_Set problem_
Copy the lines verbatim, starting with the very first line and ending with the line that contains "pixel 1074 269", including that line.

* * * * * * *

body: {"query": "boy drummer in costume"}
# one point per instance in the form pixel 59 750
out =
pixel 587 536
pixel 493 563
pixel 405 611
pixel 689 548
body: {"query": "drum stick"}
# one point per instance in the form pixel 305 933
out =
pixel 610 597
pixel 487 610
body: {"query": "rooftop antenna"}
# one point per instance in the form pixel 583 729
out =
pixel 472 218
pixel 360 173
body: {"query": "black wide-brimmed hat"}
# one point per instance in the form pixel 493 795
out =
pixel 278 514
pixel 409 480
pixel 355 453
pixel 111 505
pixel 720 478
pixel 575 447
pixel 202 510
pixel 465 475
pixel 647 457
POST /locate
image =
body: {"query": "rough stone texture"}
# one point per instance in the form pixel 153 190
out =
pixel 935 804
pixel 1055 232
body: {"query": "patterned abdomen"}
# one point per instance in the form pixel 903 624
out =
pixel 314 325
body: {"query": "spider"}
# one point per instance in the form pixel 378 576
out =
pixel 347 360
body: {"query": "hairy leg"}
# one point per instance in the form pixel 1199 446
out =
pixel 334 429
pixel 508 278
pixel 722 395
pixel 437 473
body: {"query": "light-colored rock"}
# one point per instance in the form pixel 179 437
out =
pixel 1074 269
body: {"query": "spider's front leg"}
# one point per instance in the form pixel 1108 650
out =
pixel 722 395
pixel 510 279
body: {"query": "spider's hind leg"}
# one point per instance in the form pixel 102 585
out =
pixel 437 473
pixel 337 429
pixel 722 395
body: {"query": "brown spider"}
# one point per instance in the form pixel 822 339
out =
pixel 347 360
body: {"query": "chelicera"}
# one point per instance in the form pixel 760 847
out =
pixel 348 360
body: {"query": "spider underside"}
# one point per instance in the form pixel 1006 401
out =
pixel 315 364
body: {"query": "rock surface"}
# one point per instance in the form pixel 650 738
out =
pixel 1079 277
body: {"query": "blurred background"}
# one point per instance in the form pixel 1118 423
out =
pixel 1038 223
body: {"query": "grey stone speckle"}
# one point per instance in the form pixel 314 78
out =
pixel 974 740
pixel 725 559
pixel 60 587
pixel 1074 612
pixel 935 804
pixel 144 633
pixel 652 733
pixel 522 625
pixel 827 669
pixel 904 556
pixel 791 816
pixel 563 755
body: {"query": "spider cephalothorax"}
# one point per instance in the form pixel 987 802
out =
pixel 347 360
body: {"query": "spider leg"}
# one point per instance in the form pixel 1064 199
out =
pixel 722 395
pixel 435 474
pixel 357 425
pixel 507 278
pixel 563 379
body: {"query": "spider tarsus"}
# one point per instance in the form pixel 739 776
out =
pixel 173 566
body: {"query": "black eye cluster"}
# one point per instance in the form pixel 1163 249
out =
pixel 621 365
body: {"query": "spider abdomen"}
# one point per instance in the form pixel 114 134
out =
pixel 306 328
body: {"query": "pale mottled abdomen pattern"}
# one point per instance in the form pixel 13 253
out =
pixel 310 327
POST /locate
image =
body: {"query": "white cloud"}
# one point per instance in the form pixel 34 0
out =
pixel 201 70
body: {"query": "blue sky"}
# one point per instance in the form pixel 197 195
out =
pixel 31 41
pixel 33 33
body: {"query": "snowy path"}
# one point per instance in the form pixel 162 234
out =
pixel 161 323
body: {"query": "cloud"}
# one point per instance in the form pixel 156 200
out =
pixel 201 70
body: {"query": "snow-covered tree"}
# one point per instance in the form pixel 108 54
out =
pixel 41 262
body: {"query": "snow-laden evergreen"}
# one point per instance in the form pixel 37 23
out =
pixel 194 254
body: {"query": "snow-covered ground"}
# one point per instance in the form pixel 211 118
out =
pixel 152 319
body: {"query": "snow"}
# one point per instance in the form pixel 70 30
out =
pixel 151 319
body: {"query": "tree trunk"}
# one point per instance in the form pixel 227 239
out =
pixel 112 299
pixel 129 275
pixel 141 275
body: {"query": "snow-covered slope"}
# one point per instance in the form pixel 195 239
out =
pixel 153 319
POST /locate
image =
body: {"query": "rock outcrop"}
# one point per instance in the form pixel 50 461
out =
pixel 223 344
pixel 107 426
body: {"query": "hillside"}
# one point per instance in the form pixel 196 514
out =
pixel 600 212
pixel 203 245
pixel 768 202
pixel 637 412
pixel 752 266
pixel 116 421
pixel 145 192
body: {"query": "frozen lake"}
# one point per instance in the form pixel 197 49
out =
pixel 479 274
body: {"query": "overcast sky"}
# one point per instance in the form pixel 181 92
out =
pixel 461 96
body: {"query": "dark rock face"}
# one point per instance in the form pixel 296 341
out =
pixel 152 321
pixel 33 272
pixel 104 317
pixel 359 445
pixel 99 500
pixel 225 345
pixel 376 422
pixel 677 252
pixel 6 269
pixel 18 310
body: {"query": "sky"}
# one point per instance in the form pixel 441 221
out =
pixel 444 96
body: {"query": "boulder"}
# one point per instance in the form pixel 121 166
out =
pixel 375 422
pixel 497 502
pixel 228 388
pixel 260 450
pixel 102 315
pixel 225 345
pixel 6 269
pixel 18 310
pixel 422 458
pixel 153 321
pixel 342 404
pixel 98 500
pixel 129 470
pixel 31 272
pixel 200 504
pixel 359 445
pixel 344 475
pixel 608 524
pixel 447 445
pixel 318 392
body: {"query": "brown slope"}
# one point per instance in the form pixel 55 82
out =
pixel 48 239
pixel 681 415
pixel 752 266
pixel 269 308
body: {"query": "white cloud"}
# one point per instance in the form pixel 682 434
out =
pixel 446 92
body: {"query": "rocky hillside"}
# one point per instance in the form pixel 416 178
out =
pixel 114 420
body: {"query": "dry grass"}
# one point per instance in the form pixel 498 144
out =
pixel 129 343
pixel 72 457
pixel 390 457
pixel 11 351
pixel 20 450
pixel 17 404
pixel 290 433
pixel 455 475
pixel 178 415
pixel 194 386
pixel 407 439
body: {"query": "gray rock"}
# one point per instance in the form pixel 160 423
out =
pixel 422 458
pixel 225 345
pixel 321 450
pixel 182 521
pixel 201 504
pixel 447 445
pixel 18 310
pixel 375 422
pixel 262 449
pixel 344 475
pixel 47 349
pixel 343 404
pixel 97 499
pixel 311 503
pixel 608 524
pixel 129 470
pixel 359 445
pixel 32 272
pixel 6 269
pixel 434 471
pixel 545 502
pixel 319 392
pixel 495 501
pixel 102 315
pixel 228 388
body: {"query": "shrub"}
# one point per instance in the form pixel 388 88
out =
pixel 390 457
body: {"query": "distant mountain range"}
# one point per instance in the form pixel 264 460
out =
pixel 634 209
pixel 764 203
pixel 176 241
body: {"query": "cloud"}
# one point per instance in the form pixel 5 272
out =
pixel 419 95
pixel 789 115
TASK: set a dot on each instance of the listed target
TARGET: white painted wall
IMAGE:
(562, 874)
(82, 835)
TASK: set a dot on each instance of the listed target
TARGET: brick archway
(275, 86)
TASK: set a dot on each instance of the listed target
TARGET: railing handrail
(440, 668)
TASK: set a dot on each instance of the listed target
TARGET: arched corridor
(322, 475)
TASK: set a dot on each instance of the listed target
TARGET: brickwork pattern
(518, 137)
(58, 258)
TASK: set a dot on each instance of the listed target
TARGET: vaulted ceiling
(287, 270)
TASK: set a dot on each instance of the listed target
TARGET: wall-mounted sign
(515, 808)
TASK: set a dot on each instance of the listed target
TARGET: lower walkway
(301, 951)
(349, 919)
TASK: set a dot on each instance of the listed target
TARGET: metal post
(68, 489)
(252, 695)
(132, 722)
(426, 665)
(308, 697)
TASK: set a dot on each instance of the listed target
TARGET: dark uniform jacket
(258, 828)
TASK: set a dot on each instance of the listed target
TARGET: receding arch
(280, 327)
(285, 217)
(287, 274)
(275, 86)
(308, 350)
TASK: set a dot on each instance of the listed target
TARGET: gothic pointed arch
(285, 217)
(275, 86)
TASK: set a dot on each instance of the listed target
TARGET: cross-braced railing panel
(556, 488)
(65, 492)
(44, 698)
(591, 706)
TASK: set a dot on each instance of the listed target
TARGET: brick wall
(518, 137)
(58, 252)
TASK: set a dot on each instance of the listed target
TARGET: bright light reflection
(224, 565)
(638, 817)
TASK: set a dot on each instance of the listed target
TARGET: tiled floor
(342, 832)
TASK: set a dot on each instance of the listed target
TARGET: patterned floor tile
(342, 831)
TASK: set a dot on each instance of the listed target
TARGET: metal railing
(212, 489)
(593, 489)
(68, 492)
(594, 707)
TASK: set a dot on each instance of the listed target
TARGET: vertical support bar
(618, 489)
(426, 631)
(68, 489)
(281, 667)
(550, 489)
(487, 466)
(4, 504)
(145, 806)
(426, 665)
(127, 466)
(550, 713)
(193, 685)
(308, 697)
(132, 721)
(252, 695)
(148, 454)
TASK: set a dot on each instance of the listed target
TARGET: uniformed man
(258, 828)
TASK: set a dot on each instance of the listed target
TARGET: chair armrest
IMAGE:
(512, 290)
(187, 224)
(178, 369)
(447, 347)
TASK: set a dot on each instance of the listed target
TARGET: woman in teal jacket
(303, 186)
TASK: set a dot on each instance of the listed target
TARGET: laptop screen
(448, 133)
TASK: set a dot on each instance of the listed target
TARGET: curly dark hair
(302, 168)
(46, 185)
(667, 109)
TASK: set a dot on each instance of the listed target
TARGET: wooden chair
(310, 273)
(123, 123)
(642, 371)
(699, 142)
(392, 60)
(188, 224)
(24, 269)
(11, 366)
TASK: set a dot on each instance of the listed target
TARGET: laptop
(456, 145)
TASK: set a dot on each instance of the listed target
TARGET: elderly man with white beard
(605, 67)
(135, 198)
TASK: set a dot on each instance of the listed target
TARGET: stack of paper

* * * * * * *

_Result of this exercise_
body: {"query": "boy drummer in costume"}
# one point per instance in the form pixel 59 750
out =
pixel 587 536
pixel 493 563
pixel 405 611
pixel 689 548
body: {"query": "drum stick"}
# one point per instance in the form pixel 305 933
out =
pixel 610 597
pixel 487 610
body: {"query": "rooftop antenna"}
# one point per instance in the form pixel 583 729
out =
pixel 472 218
pixel 360 173
body: {"query": "black wide-brimmed hat"}
# one point per instance in the form pixel 493 795
out =
pixel 278 514
pixel 409 480
pixel 355 453
pixel 111 505
pixel 720 478
pixel 575 447
pixel 202 510
pixel 465 475
pixel 647 457
POST /locate
image =
body: {"query": "rough stone texture"}
# one point per instance in the form pixel 153 190
out =
pixel 935 804
pixel 1055 232
body: {"query": "patterned abdomen"}
# one point per instance in the form pixel 903 624
out =
pixel 314 325
body: {"query": "spider"}
# one point per instance in the form pixel 378 576
out =
pixel 347 360
body: {"query": "hairy leg"}
# one point per instance in the form pixel 1199 446
out =
pixel 334 429
pixel 508 278
pixel 722 395
pixel 437 473
body: {"query": "light-colored rock"}
# one point per instance in the form pixel 179 437
out =
pixel 1074 269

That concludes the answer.